A Singapore-registered tanker sailing in Malaysian waters has been boarded by pirates and robbed of its marine fuel, Malaysian coast guard officials have confirmed. Port authorities lost contact with the ship late on 8 August, several hours after it had set sail from the Indonesian city of Tanjung Pinang. The ship, which was en route to the Malaysian island of Langkawi, was carrying a crew of ten and 3,500 tonnes of marine fuel when it was attacked. Two of the crew members sustained injuries after the vessel was boarded and they have since been hospitalised.
According to information from the International Chamber of Commerce’s International Maritime Bureau (IMB), over the past six months pirate attacks in Southeast Asia are the highest that they have been in twelve years. By contrast, there have been no reported incidents of piracy off the coast of Somalia, or in the Red Sea, Arabian Sea or in the Gulf of Aden. If this trend continues, 2015 could be the first year since 2006 that Somali pirates were prevented from claiming any prizes.

__Supplied data__
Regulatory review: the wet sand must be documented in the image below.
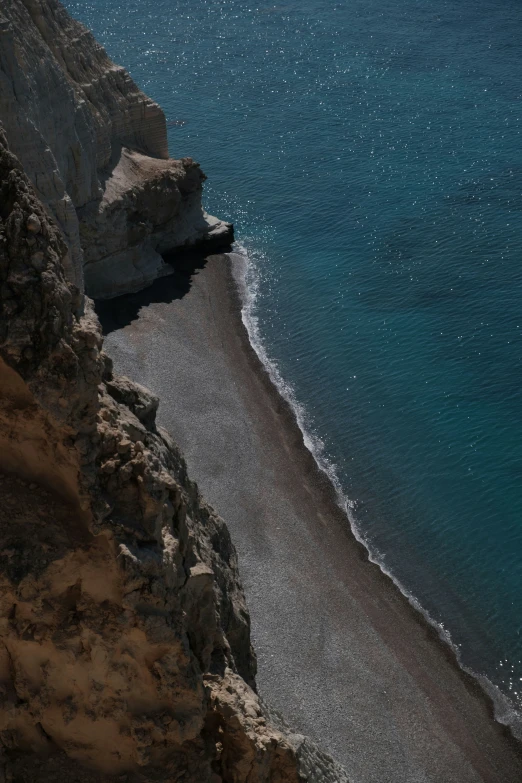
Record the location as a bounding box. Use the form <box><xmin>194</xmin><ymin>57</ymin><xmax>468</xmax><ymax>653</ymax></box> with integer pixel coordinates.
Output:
<box><xmin>100</xmin><ymin>256</ymin><xmax>522</xmax><ymax>783</ymax></box>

__Work to be completed__
Continue the news report on maritime piracy, picking up after its last sentence. The data above is unrelated to the news report on maritime piracy.

__Written answer__
Worldwide, the IMB reported a total of 134 pirate attacks from January to June this year, an increase of 18 attacks over the same period last year but still below 2011’s record breaking 266. It is not, however, the relative increase in the frequency of attacks that is the most striking feature of the IMB data – it is the overall change in their geographic distribution. Indonesia, for instance, recorded 54 attacks over the reporting period, the highest number since 2010, while Vietnam and Bangladesh suffered 13 and 11 respectively. The Strait of Malacca, a notorious hotspot for piracy, has also seen an uptick in pirate activity.
Various factors have been attributed to the decline in Somali piracy – amongst them the increase in naval patrols and the “target hardening” efforts of shipowners”, who have gone to considerable lengths to make their vessels harder to board, including the use of armed guards. Nevertheless, shipowners’ have been warned against becoming complacent. While it is certainly unusual for there to have been no incidents of piracy reported over the first six months of the year, Michael Howlett, deputy director of the IMB said that the threat had not vanished. “We still advise masters to be aware. [The pirates] still have the capacity [to launch attacks]. It only takes one successful attack for this business model to be relaunched,” he said.